+++ Dataset entries +++

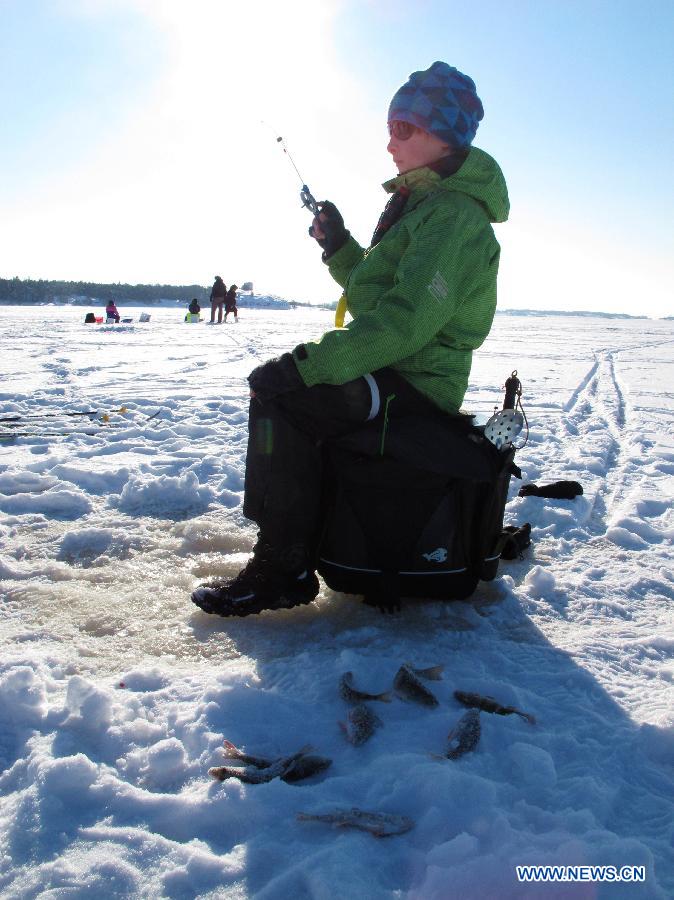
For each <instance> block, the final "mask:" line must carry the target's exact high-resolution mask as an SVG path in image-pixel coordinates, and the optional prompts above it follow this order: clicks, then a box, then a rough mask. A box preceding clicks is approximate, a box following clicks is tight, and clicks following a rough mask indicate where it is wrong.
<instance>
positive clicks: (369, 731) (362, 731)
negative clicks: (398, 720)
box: [339, 703, 383, 747]
mask: <svg viewBox="0 0 674 900" xmlns="http://www.w3.org/2000/svg"><path fill="white" fill-rule="evenodd" d="M382 724H383V722H382V720H381V719H380V718H379V716H378V715H377V714H376V713H375V712H372V710H371V709H370V708H369V706H366V705H365V704H364V703H359V704H358V706H354V707H353V708H352V709H350V710H349V715H348V716H347V719H346V723H345V722H340V723H339V727H340V728H341V729H342V731H343V732H344V734H345V736H346V739H347V741H349V743H350V744H353V745H354V747H360V745H361V744H364V743H365V741H367V740H369V739H370V738H371V737H372V735H373V734H374V733H375V731H376V730H377V728H379V727H380V726H381V725H382Z"/></svg>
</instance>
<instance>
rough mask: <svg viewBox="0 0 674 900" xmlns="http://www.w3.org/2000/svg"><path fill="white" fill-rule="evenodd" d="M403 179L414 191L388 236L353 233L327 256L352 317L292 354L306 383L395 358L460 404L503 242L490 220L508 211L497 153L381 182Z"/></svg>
mask: <svg viewBox="0 0 674 900" xmlns="http://www.w3.org/2000/svg"><path fill="white" fill-rule="evenodd" d="M402 185H405V186H407V187H408V188H409V189H410V191H411V193H410V196H409V199H408V201H407V204H406V206H405V209H404V212H403V215H402V216H401V218H400V219H399V220H398V221H397V222H396V223H395V224H394V225H393V226H392V227H391V228H390V229H389V231H387V232H386V234H385V235H384V237H383V238H382V240H381V241H380V242H379V243H378V244H376V245H375V246H374V247H373V248H372V249H370V250H363V248H362V247H361V246H360V245H359V244H358V242H357V241H356V240H355V239H354V238H353V237H350V238H349V239H348V241H347V242H346V244H345V245H344V246H343V247H342V248H341V249H340V250H338V251H337V252H336V253H334V254H333V255H332V256H331V257H330V258H329V260H328V262H327V265H328V267H329V269H330V274H331V275H332V276H333V278H334V279H335V280H336V281H337V282H338V284H340V285H341V286H342V287H343V288H344V290H345V294H346V299H347V309H348V311H349V312H350V313H351V315H352V317H353V320H352V321H350V322H349V323H348V325H347V326H346V327H345V328H337V329H334V330H332V331H328V332H326V334H324V335H323V337H322V338H321V339H320V340H317V341H311V342H307V343H306V344H304V345H301V346H300V347H298V348H296V349H295V351H294V352H293V356H294V359H295V363H296V365H297V368H298V370H299V372H300V375H301V376H302V379H303V381H304V383H305V384H306V385H307V387H311V386H312V385H314V384H344V383H345V382H347V381H351V380H352V379H354V378H358V377H359V376H360V375H364V374H366V373H367V372H373V371H376V370H377V369H381V368H383V367H384V366H391V367H392V368H394V369H396V370H397V371H398V372H399V373H400V374H401V375H403V376H404V377H405V378H406V379H407V380H408V381H409V382H410V383H411V384H412V385H413V386H414V387H415V388H417V390H419V391H421V392H422V393H423V394H425V395H427V396H428V397H430V398H431V400H433V401H434V402H435V403H436V404H437V405H438V406H439V407H441V408H442V409H445V410H447V411H448V412H457V411H458V409H459V407H460V406H461V403H462V402H463V397H464V394H465V392H466V388H467V387H468V376H469V374H470V367H471V361H472V353H473V350H474V349H475V348H476V347H479V346H480V344H482V342H483V341H484V339H485V338H486V336H487V334H488V333H489V329H490V328H491V323H492V320H493V318H494V311H495V309H496V274H497V271H498V263H499V252H500V248H499V245H498V242H497V240H496V238H495V236H494V231H493V229H492V227H491V225H490V222H504V221H505V220H506V219H507V218H508V210H509V202H508V193H507V188H506V184H505V180H504V178H503V174H502V172H501V170H500V168H499V166H498V164H497V163H496V162H495V160H493V159H492V157H491V156H489V155H488V154H487V153H484V152H483V151H482V150H479V149H477V148H476V147H473V148H471V150H470V152H469V154H468V157H467V158H466V160H465V162H464V163H463V165H462V166H461V167H460V169H459V170H458V171H457V172H455V173H454V174H453V175H450V176H449V177H445V178H442V177H441V176H440V175H437V174H436V173H435V172H433V171H432V170H431V169H427V168H425V167H423V168H420V169H415V170H413V171H412V172H407V173H406V174H403V175H399V176H397V177H396V178H394V179H392V180H391V181H388V182H386V183H385V184H384V188H385V190H387V191H388V192H389V193H393V192H394V191H396V190H397V189H398V188H399V187H401V186H402Z"/></svg>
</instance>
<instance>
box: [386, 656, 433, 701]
mask: <svg viewBox="0 0 674 900" xmlns="http://www.w3.org/2000/svg"><path fill="white" fill-rule="evenodd" d="M437 669H438V667H437V666H434V667H433V669H414V668H413V667H412V666H411V665H410V664H409V663H403V664H402V666H401V667H400V668H399V669H398V671H397V672H396V676H395V678H394V679H393V689H394V690H395V692H396V694H397V695H398V696H399V697H401V698H402V699H403V700H411V701H412V702H413V703H421V704H422V705H423V706H437V705H438V698H437V697H436V696H435V694H433V693H432V692H431V691H429V689H428V688H427V687H426V685H425V684H423V683H422V682H421V680H420V678H419V675H421V677H422V678H428V677H429V676H428V675H427V674H426V675H424V674H423V673H424V672H426V673H427V672H429V671H436V672H437ZM431 677H432V676H431ZM435 680H437V678H436V679H435Z"/></svg>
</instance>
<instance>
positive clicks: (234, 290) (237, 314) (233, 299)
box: [225, 284, 239, 322]
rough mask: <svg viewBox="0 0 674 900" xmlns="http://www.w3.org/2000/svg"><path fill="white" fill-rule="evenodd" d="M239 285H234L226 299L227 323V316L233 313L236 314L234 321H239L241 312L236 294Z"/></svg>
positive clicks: (230, 290) (228, 292) (226, 312)
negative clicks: (236, 306) (238, 304)
mask: <svg viewBox="0 0 674 900" xmlns="http://www.w3.org/2000/svg"><path fill="white" fill-rule="evenodd" d="M237 289H238V288H237V285H235V284H233V285H232V286H231V287H230V289H229V290H228V291H227V296H226V297H225V322H226V321H227V316H228V315H229V314H230V313H231V312H232V313H234V321H235V322H238V321H239V311H238V309H237V308H236V292H237Z"/></svg>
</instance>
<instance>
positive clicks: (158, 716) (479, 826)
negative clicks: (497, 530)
mask: <svg viewBox="0 0 674 900" xmlns="http://www.w3.org/2000/svg"><path fill="white" fill-rule="evenodd" d="M85 312H86V310H85V309H82V308H78V307H70V306H66V307H64V306H61V307H54V306H49V307H2V308H0V318H1V319H2V326H3V327H2V333H1V336H0V352H1V355H0V372H1V373H2V383H1V385H0V419H2V418H7V417H10V416H20V417H21V418H20V419H18V420H16V421H15V422H13V423H12V427H10V426H9V425H8V424H4V425H3V424H2V423H0V428H2V432H1V433H2V440H1V441H0V539H1V541H2V557H1V559H0V589H1V594H0V615H1V616H2V620H3V629H2V638H1V642H2V643H1V646H2V655H1V657H0V768H1V774H0V895H1V896H2V897H3V898H5V897H6V898H30V897H69V898H70V897H92V898H93V897H147V898H151V897H157V898H159V897H162V898H163V897H170V898H188V897H227V898H248V897H255V898H260V900H263V898H264V900H268V898H269V900H271V898H274V900H286V898H298V900H299V898H326V897H330V898H345V900H346V898H349V900H352V898H354V897H364V898H368V900H379V898H382V900H383V898H407V900H447V898H455V897H456V898H458V897H462V898H463V897H469V898H477V897H480V898H496V897H498V898H519V897H545V898H548V897H554V898H569V897H571V898H589V897H610V898H630V900H631V898H666V897H671V896H673V895H674V851H673V847H672V844H673V839H674V817H673V815H672V813H673V811H674V810H673V800H674V710H673V705H672V694H673V682H674V638H673V637H672V635H673V634H674V629H673V628H672V624H673V621H674V614H673V610H674V603H673V601H674V566H673V565H672V559H673V555H674V554H673V552H672V538H673V536H674V511H673V504H672V496H673V494H674V429H673V428H672V421H673V418H674V415H673V414H674V387H673V386H674V322H672V321H650V320H618V319H605V318H593V317H578V318H573V317H568V316H553V315H551V316H535V317H533V316H532V317H522V316H497V319H496V322H495V326H494V329H493V331H492V334H491V336H490V338H489V339H488V341H487V342H486V344H485V345H484V347H483V348H482V349H481V350H480V351H478V353H476V355H475V363H474V367H473V373H472V378H471V388H470V391H469V393H468V395H467V398H466V406H467V408H470V409H471V410H472V411H474V412H476V413H477V414H479V415H480V416H481V417H482V418H483V419H484V418H486V417H487V416H489V415H490V414H491V411H492V409H493V406H494V405H495V404H497V403H500V399H501V396H502V394H501V385H502V384H503V382H504V379H505V378H506V377H507V376H508V375H509V374H510V372H511V370H512V369H514V368H516V369H517V370H518V372H519V375H520V378H521V379H522V383H523V387H524V397H523V400H524V405H525V410H526V413H527V416H528V420H529V423H530V427H531V434H530V437H529V442H528V444H527V446H526V447H525V448H524V449H523V450H522V451H521V452H520V453H519V454H518V457H517V462H518V463H519V465H520V466H521V468H522V470H523V475H524V480H525V481H535V482H537V483H545V482H549V481H555V480H559V479H572V480H576V481H579V482H580V483H581V484H582V485H583V488H584V494H583V495H582V496H581V497H577V498H576V499H575V500H573V501H563V500H550V499H543V498H540V497H518V496H517V491H518V488H519V484H520V483H519V482H517V481H515V480H513V483H512V487H511V497H510V500H509V503H508V507H507V511H506V521H507V522H508V523H511V524H521V523H523V522H525V521H528V522H530V523H531V525H532V539H533V546H532V547H531V548H530V549H529V550H528V551H526V552H525V557H524V559H522V560H516V561H513V562H503V563H502V565H501V568H500V570H499V576H498V578H497V579H496V580H495V581H494V582H491V583H489V584H481V585H480V587H479V588H478V590H477V592H476V594H475V596H474V597H473V598H472V599H471V600H470V601H468V602H465V603H454V604H446V605H443V604H440V603H417V604H410V605H407V606H406V607H405V608H404V609H403V611H402V613H401V614H399V615H398V616H390V617H389V616H386V617H385V616H381V615H380V614H379V613H377V612H376V611H374V610H372V609H370V608H368V607H365V606H364V605H362V604H361V603H360V601H359V600H358V599H357V598H355V597H351V596H344V595H337V594H334V593H333V592H332V591H330V590H328V589H327V588H325V587H323V590H322V591H321V594H320V596H319V598H318V600H317V602H316V603H314V604H311V605H310V606H308V607H301V608H297V609H294V610H289V611H284V612H276V613H272V612H269V613H264V614H263V615H261V616H257V617H251V618H248V619H243V620H236V621H230V620H223V619H219V618H217V617H210V616H207V615H205V614H204V613H202V612H200V611H199V610H197V609H196V608H195V607H194V606H193V605H192V604H191V603H190V602H189V593H190V591H191V589H192V588H193V587H194V586H195V584H197V583H198V582H199V581H200V580H203V579H204V578H206V577H209V576H213V575H223V574H227V573H232V572H235V571H236V570H237V568H238V567H239V566H240V565H241V564H242V562H243V561H244V560H245V558H246V555H247V553H248V551H249V550H250V548H251V546H252V544H253V541H254V531H253V529H252V528H251V526H250V523H247V522H246V521H245V520H244V519H243V518H242V515H241V502H242V494H243V475H244V464H245V450H246V419H247V415H246V406H247V400H246V396H247V385H246V382H245V375H246V374H247V373H248V372H249V371H250V369H251V368H253V366H254V365H255V364H257V363H258V362H260V361H262V360H264V359H266V358H268V357H270V356H274V355H276V354H278V353H279V352H282V351H284V350H287V349H289V348H290V347H292V346H294V345H295V344H296V343H298V342H299V341H301V340H304V339H307V338H310V337H312V336H317V335H318V334H320V333H321V332H322V331H323V330H324V329H325V328H326V327H329V325H330V319H331V314H330V313H329V312H327V311H321V310H311V309H309V310H308V309H295V310H292V309H287V310H286V309H284V310H274V309H246V308H245V306H244V305H243V303H242V309H241V317H240V322H239V323H238V324H236V325H235V324H228V325H226V326H219V327H210V326H208V325H206V324H200V325H197V326H195V325H185V324H184V323H183V322H182V321H181V319H182V312H181V311H179V310H177V309H175V308H160V309H156V308H153V309H152V311H151V312H152V318H151V321H150V322H149V323H147V324H141V323H139V321H138V317H139V313H140V312H141V310H140V309H135V310H130V309H128V308H126V309H125V310H124V313H125V315H132V316H133V317H134V322H133V323H131V324H129V325H120V326H105V325H85V324H84V322H83V320H84V314H85ZM85 410H87V411H91V412H92V415H91V416H65V415H63V414H64V413H65V412H66V411H67V412H81V411H85ZM45 413H46V414H48V417H46V418H30V417H31V416H38V415H41V414H45ZM10 433H16V435H17V436H16V437H15V438H9V437H8V435H9V434H10ZM403 661H410V662H411V663H412V664H413V665H414V666H417V667H425V666H431V665H436V664H444V666H445V670H444V676H443V679H442V681H438V682H432V683H430V686H431V688H432V690H433V691H434V693H435V694H436V696H437V697H438V699H439V700H440V704H439V706H438V707H436V708H434V709H428V708H426V707H422V706H417V705H415V704H412V703H407V702H403V701H402V700H400V699H395V700H393V701H392V702H391V703H389V704H384V703H380V704H377V706H376V710H377V714H378V715H379V717H380V718H381V720H382V722H383V725H382V727H380V728H378V729H377V730H376V732H375V734H374V735H373V737H372V738H371V739H370V740H369V741H368V742H367V743H365V744H364V745H362V746H358V747H354V746H352V745H351V744H349V743H348V742H347V741H346V740H345V738H344V735H343V734H342V732H341V730H340V728H339V725H338V721H340V720H342V721H343V720H344V719H345V717H346V713H347V709H346V707H345V703H344V701H342V700H341V699H340V697H339V694H338V682H339V678H340V676H341V675H342V674H343V673H344V672H346V671H352V672H353V673H354V683H355V684H356V685H357V686H358V687H361V688H362V689H364V690H367V691H370V692H372V693H378V692H381V691H385V690H388V689H390V687H391V683H392V680H393V676H394V675H395V672H396V671H397V669H398V667H399V666H400V664H401V663H402V662H403ZM457 689H458V690H464V691H477V692H480V693H482V694H489V695H492V696H494V697H496V698H497V699H498V700H499V701H500V702H501V703H503V704H506V705H512V706H516V707H517V708H518V709H521V710H524V711H526V712H527V713H531V714H533V715H534V716H535V717H536V724H535V725H531V724H529V723H527V722H526V721H523V720H522V719H521V718H520V717H518V716H507V717H501V716H493V715H489V714H487V713H482V714H481V726H482V736H481V740H480V743H479V745H478V747H477V749H476V750H475V751H474V752H472V753H469V754H466V755H465V756H463V757H461V758H460V759H458V760H456V761H451V760H448V759H442V758H440V759H439V758H438V756H440V757H441V756H442V754H443V753H444V752H446V748H447V735H448V733H449V731H450V730H451V729H452V727H453V726H454V725H455V723H456V722H457V721H458V719H459V718H460V716H461V715H462V714H463V712H464V708H463V707H462V706H460V704H459V703H458V702H457V701H456V700H455V699H454V697H453V692H454V690H457ZM223 739H227V740H230V741H232V742H233V743H234V744H236V745H237V746H239V747H242V748H244V749H245V750H246V751H247V752H248V753H251V754H255V755H260V756H269V757H277V756H281V755H287V754H291V753H293V752H295V751H297V750H299V749H300V747H302V746H303V745H305V744H311V745H312V746H313V747H314V748H315V750H316V752H317V753H319V754H321V755H325V756H328V757H330V758H331V759H332V760H333V763H332V766H331V768H329V769H328V770H327V771H325V772H323V773H321V774H320V775H318V776H316V777H315V778H313V779H311V780H309V781H308V782H301V783H299V784H295V785H293V784H286V783H285V782H283V781H280V780H278V779H276V780H273V781H271V782H269V783H266V784H257V785H255V784H252V785H246V784H241V783H240V782H238V781H234V780H228V781H225V782H223V783H219V782H215V781H213V780H212V779H210V778H209V777H208V775H207V770H208V768H209V767H210V766H217V765H222V764H224V763H225V762H226V760H225V758H224V754H223V752H222V742H223ZM350 806H358V807H360V808H363V809H367V810H371V811H377V812H386V813H392V814H397V815H404V816H408V817H410V818H411V819H412V820H413V821H414V823H415V827H414V828H413V829H412V830H411V831H409V832H407V833H406V834H402V835H398V836H393V837H388V838H385V839H377V838H374V837H372V836H371V835H369V834H367V833H365V832H362V831H355V830H334V829H332V828H330V826H329V825H326V824H324V823H321V822H314V821H308V822H300V821H297V819H296V816H297V814H298V813H300V812H303V813H320V812H325V811H329V810H331V809H333V808H336V807H342V808H343V807H350ZM548 863H550V864H552V863H554V864H562V865H566V864H568V865H572V864H573V865H575V864H590V865H592V864H602V865H613V866H616V867H618V868H620V867H621V866H626V865H628V866H645V869H646V879H645V881H644V882H640V883H627V882H622V883H610V884H587V883H578V884H570V883H547V884H538V885H525V884H522V883H518V881H517V878H516V874H515V866H516V865H521V864H541V865H542V864H548Z"/></svg>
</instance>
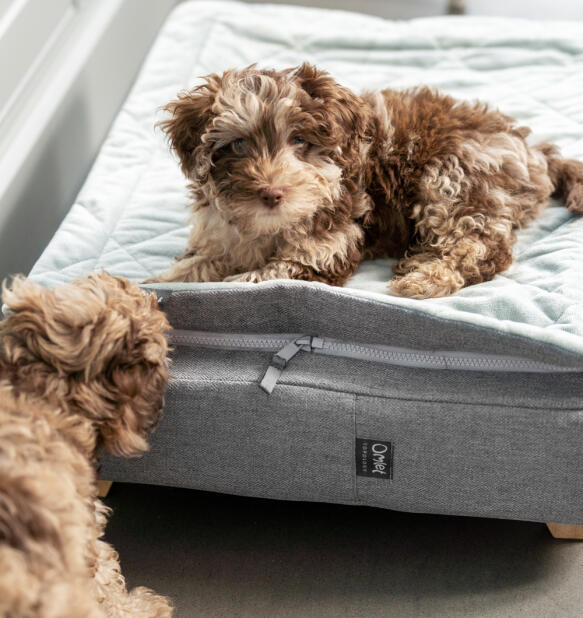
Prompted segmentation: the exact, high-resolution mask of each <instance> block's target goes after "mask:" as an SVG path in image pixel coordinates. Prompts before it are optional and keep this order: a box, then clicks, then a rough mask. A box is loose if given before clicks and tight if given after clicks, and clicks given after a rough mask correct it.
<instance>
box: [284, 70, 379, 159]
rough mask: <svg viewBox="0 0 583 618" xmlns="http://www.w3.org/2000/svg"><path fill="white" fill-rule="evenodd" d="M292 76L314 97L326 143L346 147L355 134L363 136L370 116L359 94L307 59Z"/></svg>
mask: <svg viewBox="0 0 583 618" xmlns="http://www.w3.org/2000/svg"><path fill="white" fill-rule="evenodd" d="M292 78H294V79H296V80H297V81H298V83H299V85H300V86H301V87H302V88H303V89H304V90H305V91H306V92H307V93H308V94H309V95H310V97H311V98H312V100H313V106H312V109H311V110H309V111H310V112H311V114H312V115H313V117H314V119H315V120H317V122H318V127H317V129H318V132H319V135H320V136H321V137H322V138H323V139H324V140H326V142H329V143H327V144H326V145H339V146H340V147H341V148H345V147H346V145H347V144H348V143H350V142H352V141H353V140H354V138H361V137H364V136H365V134H366V131H367V126H368V118H367V116H366V114H365V113H364V111H363V110H364V104H363V102H362V100H361V98H360V97H359V96H357V95H356V94H354V92H352V91H351V90H349V89H348V88H345V87H344V86H341V85H340V84H338V83H337V82H335V81H334V79H333V78H332V77H330V75H328V73H326V72H325V71H321V70H320V69H317V68H316V67H315V66H313V65H311V64H308V63H304V64H302V65H301V66H299V67H298V68H297V69H295V70H293V73H292Z"/></svg>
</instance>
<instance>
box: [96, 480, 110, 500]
mask: <svg viewBox="0 0 583 618" xmlns="http://www.w3.org/2000/svg"><path fill="white" fill-rule="evenodd" d="M112 485H113V481H97V495H98V496H99V497H100V498H105V496H107V494H108V493H109V490H110V489H111V486H112Z"/></svg>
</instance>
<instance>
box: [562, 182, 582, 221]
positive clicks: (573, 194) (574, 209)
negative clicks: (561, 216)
mask: <svg viewBox="0 0 583 618" xmlns="http://www.w3.org/2000/svg"><path fill="white" fill-rule="evenodd" d="M566 205H567V209H568V210H570V211H571V212H575V213H577V214H583V184H581V183H577V184H576V185H575V186H574V187H573V188H572V189H571V190H570V191H569V195H568V196H567V199H566Z"/></svg>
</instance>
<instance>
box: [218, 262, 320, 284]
mask: <svg viewBox="0 0 583 618" xmlns="http://www.w3.org/2000/svg"><path fill="white" fill-rule="evenodd" d="M317 277H318V274H317V273H316V272H315V271H314V269H313V268H310V267H309V266H304V265H303V264H300V263H299V262H291V261H287V260H273V261H271V262H268V263H267V264H265V266H263V267H262V268H258V269H256V270H250V271H247V272H244V273H240V274H238V275H231V276H230V277H225V279H224V280H223V281H239V282H243V283H259V282H260V281H271V280H272V279H304V280H306V281H316V280H317V281H320V280H321V279H317Z"/></svg>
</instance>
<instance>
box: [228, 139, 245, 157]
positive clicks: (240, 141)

+++

▶ Work request
If a line in the material holds "positive", copy it.

▶ The completed task
positive clicks: (369, 731) (362, 731)
positive clicks: (234, 290) (237, 314) (233, 299)
positive clicks: (230, 290) (228, 292) (226, 312)
positive clicks: (158, 716) (479, 826)
positive clicks: (573, 194) (574, 209)
positive clicks: (240, 141)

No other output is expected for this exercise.